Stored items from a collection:
-*-*-

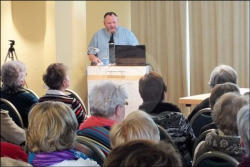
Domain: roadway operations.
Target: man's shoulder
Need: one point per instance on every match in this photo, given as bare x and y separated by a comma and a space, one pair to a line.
123, 29
101, 31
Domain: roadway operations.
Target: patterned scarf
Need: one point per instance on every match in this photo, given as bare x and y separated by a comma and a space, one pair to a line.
48, 159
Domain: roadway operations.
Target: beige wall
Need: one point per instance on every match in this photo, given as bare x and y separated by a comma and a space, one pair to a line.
31, 26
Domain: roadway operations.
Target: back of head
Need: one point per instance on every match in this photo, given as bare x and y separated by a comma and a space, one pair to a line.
54, 76
104, 99
110, 14
52, 127
13, 74
220, 89
137, 125
243, 123
143, 153
6, 161
222, 74
152, 87
225, 112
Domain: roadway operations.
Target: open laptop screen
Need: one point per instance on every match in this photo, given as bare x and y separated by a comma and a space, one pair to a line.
130, 55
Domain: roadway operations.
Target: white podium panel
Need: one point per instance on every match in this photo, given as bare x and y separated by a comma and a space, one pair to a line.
127, 76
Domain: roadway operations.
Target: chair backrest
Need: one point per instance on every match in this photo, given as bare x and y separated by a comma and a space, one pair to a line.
13, 112
32, 92
164, 135
200, 119
215, 158
201, 137
96, 153
99, 136
74, 94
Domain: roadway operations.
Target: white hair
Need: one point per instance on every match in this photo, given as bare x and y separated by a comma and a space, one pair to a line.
243, 124
222, 74
13, 73
104, 98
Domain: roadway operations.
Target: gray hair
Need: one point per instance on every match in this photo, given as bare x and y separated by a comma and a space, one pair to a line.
222, 74
104, 98
225, 112
243, 124
137, 125
13, 73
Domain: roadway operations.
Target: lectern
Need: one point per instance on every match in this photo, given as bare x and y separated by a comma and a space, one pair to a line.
127, 76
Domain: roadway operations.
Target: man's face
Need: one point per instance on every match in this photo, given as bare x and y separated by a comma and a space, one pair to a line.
111, 23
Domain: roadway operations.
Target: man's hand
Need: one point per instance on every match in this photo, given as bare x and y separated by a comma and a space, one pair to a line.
94, 59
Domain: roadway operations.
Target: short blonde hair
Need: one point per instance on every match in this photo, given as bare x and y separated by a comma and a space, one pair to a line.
137, 125
52, 127
225, 112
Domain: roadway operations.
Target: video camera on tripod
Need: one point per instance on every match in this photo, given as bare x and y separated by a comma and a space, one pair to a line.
11, 51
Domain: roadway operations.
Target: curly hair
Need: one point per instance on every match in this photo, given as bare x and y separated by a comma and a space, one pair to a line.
225, 112
54, 76
137, 125
222, 74
52, 127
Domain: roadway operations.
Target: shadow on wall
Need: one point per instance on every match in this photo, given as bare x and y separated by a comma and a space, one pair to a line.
29, 18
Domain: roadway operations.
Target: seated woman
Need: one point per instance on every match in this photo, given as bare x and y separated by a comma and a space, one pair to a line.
153, 92
225, 138
13, 151
51, 136
57, 79
243, 124
13, 77
220, 74
107, 106
216, 93
143, 153
137, 125
10, 131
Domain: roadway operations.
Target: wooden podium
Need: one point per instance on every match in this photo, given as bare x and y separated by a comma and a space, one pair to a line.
127, 76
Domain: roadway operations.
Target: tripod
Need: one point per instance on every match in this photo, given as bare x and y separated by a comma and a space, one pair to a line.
11, 51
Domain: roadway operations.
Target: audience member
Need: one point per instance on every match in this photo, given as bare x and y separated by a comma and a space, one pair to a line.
220, 74
107, 107
57, 79
6, 161
10, 131
13, 151
216, 93
137, 125
13, 78
243, 124
143, 153
153, 92
225, 138
51, 136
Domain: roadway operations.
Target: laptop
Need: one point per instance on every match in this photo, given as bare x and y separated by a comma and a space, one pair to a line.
130, 55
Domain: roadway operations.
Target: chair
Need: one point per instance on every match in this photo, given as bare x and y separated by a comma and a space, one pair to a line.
75, 95
201, 118
32, 92
96, 153
215, 158
13, 112
164, 135
201, 137
99, 136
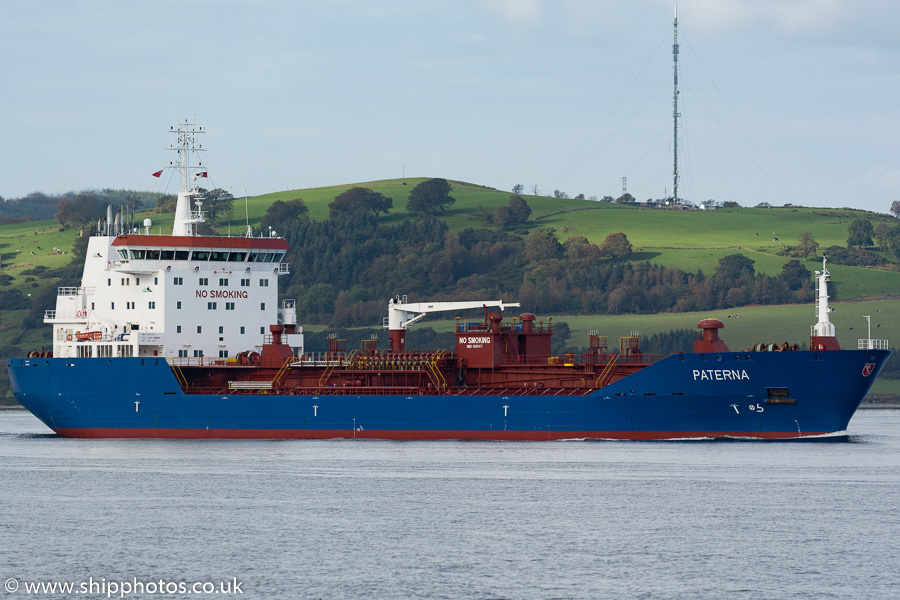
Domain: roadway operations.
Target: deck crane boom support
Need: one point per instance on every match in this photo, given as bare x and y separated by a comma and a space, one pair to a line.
402, 314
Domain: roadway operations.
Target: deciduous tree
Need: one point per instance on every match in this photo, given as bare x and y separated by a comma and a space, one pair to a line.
860, 233
616, 246
218, 204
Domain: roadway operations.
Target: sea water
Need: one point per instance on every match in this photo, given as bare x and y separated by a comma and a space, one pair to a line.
386, 519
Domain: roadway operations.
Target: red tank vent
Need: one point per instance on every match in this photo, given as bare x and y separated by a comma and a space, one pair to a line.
709, 340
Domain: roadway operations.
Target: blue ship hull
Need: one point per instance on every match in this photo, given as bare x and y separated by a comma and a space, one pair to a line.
758, 394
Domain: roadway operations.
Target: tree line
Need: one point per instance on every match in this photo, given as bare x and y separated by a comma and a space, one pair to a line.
345, 268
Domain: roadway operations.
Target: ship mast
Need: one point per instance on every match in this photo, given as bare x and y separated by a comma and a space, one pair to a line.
185, 217
675, 113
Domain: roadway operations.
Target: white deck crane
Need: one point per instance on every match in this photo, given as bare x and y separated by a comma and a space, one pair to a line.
402, 314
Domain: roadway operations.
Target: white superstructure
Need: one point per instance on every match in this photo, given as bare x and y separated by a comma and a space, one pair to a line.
179, 296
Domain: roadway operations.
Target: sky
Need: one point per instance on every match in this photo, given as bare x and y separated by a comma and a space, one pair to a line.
782, 101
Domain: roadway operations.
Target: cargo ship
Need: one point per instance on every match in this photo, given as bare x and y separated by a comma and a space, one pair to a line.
183, 336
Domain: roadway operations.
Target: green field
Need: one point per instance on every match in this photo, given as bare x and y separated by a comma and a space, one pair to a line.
690, 240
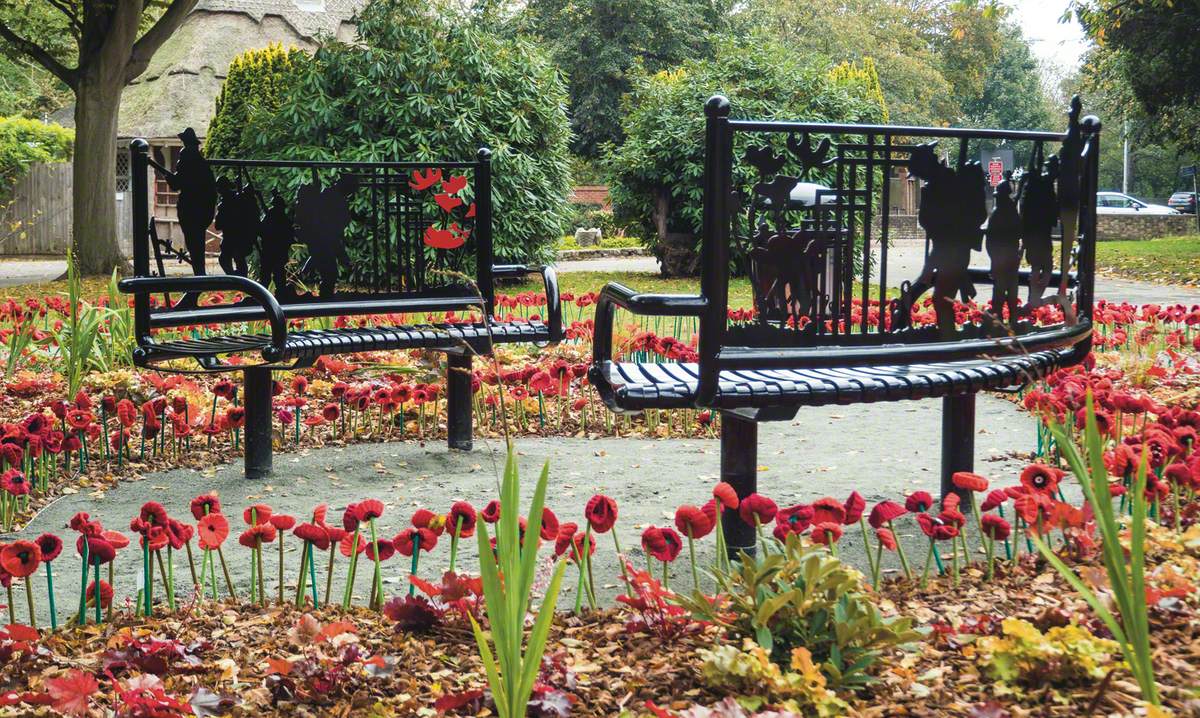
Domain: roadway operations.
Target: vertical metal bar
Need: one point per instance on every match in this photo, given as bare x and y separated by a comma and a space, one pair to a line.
867, 229
375, 229
459, 407
389, 265
739, 468
715, 249
139, 171
885, 217
1086, 265
958, 441
257, 394
847, 277
483, 231
839, 244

-*-*-

_GIVEN TASK_:
From the records above, copy out every line containing the word "podium".

_FINISHED TASK_:
Target: white podium panel
Target: wooden podium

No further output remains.